## Stated goal
Please scale everything from the line containing "Query: silver reflective stripe" down to the line containing "Query: helmet brim", both included, writing out each of those lines and multiplying every x and y coordinate in the answers by 1.25, rounded to whole numbers with halves going up. Give only those lines.

## Entries
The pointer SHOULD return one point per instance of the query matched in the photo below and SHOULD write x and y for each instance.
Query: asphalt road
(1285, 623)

---

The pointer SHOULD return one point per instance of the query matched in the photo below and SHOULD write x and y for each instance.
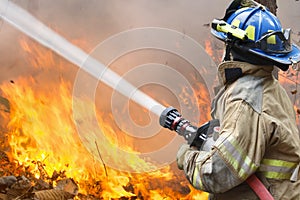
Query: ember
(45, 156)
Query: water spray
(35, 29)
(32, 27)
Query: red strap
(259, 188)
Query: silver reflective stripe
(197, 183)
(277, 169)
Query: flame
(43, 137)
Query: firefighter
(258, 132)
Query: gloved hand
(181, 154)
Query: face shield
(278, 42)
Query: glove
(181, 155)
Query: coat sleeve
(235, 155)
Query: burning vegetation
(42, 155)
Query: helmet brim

## Correct response
Query: silver reflective stripe
(246, 229)
(346, 211)
Query: flame
(54, 171)
Query: firefighter
(323, 165)
Query: gloved hand
(226, 193)
Query: face shield
(348, 53)
Query: glove
(226, 194)
Query: coat sleeve
(294, 194)
Query: burning vegetation
(53, 194)
Query: helmet brim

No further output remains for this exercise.